*** MATERIAL TO PROCESS Section Begins ***
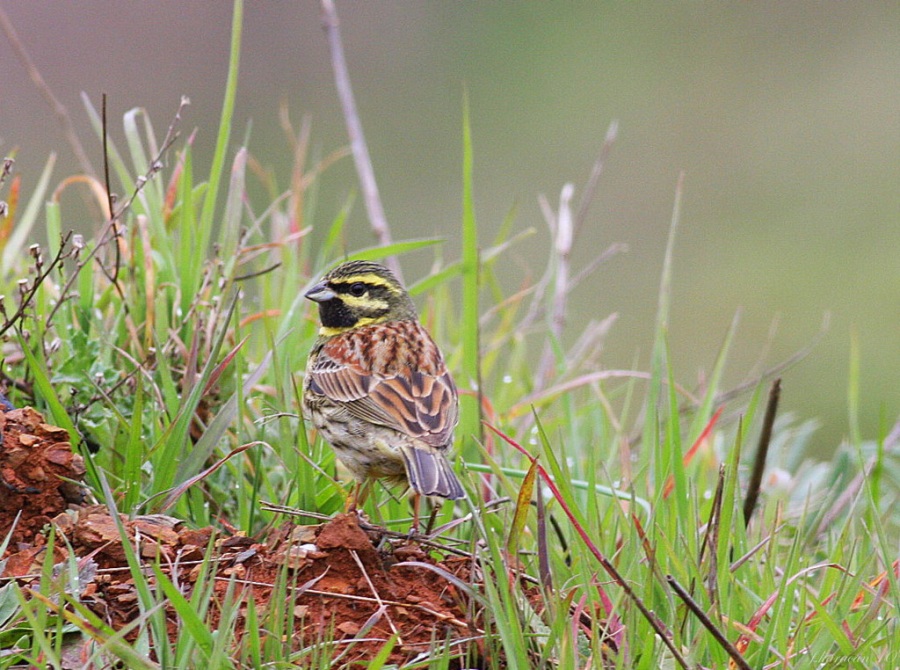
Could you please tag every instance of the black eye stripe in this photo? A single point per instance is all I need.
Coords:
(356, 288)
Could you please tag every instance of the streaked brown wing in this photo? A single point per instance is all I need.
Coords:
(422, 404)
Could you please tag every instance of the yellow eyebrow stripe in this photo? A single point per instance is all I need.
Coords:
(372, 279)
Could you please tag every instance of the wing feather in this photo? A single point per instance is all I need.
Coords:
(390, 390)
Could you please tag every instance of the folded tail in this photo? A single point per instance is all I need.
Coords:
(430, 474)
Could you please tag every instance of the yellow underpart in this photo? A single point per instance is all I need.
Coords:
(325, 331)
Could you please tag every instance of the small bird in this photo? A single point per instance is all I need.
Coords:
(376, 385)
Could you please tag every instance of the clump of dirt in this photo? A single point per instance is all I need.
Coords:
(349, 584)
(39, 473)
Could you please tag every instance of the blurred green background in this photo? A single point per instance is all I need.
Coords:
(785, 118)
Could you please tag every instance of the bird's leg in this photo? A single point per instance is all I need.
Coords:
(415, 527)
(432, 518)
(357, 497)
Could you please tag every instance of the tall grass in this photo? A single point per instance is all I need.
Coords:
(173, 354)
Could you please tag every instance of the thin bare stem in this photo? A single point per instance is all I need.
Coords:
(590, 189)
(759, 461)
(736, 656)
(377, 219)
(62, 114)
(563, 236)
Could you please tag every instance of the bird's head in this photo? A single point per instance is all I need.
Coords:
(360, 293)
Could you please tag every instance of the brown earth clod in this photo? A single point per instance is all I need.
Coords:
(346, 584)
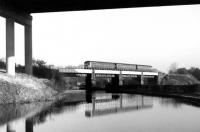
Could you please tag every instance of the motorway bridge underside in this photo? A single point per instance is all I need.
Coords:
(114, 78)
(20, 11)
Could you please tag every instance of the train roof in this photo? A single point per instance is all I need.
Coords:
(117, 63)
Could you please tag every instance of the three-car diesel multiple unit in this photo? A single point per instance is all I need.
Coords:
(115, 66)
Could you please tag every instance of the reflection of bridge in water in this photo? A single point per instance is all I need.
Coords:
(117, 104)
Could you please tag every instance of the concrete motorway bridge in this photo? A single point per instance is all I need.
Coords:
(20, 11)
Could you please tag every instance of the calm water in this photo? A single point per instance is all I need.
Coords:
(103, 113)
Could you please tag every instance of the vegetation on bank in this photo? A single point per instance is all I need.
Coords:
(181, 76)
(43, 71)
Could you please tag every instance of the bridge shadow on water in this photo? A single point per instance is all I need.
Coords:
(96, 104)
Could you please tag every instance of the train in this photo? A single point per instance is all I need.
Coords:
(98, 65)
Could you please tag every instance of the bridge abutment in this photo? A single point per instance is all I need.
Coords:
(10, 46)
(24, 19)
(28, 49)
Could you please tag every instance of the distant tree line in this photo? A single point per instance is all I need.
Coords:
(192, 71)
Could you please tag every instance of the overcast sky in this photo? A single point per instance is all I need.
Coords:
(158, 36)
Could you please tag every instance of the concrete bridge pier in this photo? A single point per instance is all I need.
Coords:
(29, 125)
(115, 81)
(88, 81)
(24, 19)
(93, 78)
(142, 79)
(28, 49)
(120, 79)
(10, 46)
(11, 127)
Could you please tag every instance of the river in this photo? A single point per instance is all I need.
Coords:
*** MATERIAL TO PROCESS Section Ends ***
INSTRUCTIONS TO FOLLOW
Each entry above must be printed exactly, apart from its pictures.

RESULT OF THIS TASK
Could you please tag every instance of the black eye stripe in this photo? A single point per instance is all I need.
Coords:
(356, 288)
Could you please tag every instance of the streaked brown wing in this photo? A single point per instance is all I need.
Coords:
(422, 404)
Could you please tag every instance of the yellow eyebrow stripe in this photo? A single point per instance is all I need.
Coords:
(372, 279)
Could you please tag every instance of the wing feather in this photo? A single point per instance is all I need.
Coords:
(390, 390)
Could you please tag every instance of the folded tail in this photo? A single point per instance is all I need.
Coords:
(430, 474)
Could you please tag every instance of the yellow underpart in this photo? A single point per instance is all I need.
Coords:
(325, 331)
Could you please tag every instance of the small bird in this photo? A single point per instance is all I need.
Coords:
(376, 385)
Could you please tag every instance of the clump of dirt in this photo? A single point per instance is all I need.
Coords:
(349, 584)
(39, 473)
Could you please tag every instance of the blurred green background in this photo? A single point per instance is all I need.
Coords:
(785, 118)
Could you please tag every instance of the bird's leg in this photo? A single point per instance is all I need.
Coords:
(415, 527)
(432, 518)
(357, 497)
Could you please tag every instance of the tall grass in this photo? A single point per instance is all I need.
Coords:
(173, 354)
Could you please tag every instance of the thin bare stem in this photo? A single point per instance is all I need.
Coords:
(590, 189)
(759, 461)
(736, 656)
(377, 219)
(62, 114)
(563, 236)
Could you please tag every instance of the bird's head in this photo? A single point per instance is all I need.
Coords:
(360, 293)
Could you please tag every instance of the brown earth clod in this photo? A single point per instance is all I need.
Coords:
(346, 584)
Could you please tag every instance of the motorway bridge underside in this photo? A single point per instance is all I need.
Coords:
(114, 78)
(20, 11)
Could you please tag every instance of the train roof in this photo? A single point per instance is all I need.
Coords:
(117, 63)
Could you please tag every instance of the three-car diesel multiple unit in this photo? A single point per instance is all I need.
Coords:
(115, 66)
Could you please tag every instance of the reflection of bridge in water in this photo? A single point per instance is all I need.
Coords:
(117, 104)
Could you please tag every instance of the concrete motorway bridge in this photo? A single point per instance is all I need.
Coords:
(20, 11)
Could you please tag every instance of the calm water in this photo? A single point per instance is all I need.
Coords:
(103, 113)
Could you please tag every instance of the vegetation on bank in this photo? A single point per instance is all I need.
Coords:
(181, 76)
(43, 71)
Could you please tag every instance of the bridge shadow on water in this photo? A single point per instance is all I need.
Coords:
(96, 104)
Could you please tag every instance of the train in this photo? A single point per instance is all I need.
Coords:
(98, 65)
Could you please tag every instance of the bridge abutment in this photo? A single point per instance is all I need.
Coords:
(10, 46)
(24, 19)
(28, 49)
Could you please tag every instance of the distant tree line in this photo? A single point per instance is all I need.
Coords:
(192, 71)
Could you please tag every instance of the overcast sky in this photo? A single point per instance is all I need.
Coords:
(158, 36)
Could you please tag every instance of the concrete bridge pier in this photo? A single point per instance is all I need.
Coords:
(29, 125)
(115, 81)
(88, 81)
(24, 19)
(93, 78)
(142, 79)
(28, 49)
(120, 79)
(10, 46)
(11, 127)
Could you please tag every instance of the river in this photo? A single point per instance is all I need.
Coords:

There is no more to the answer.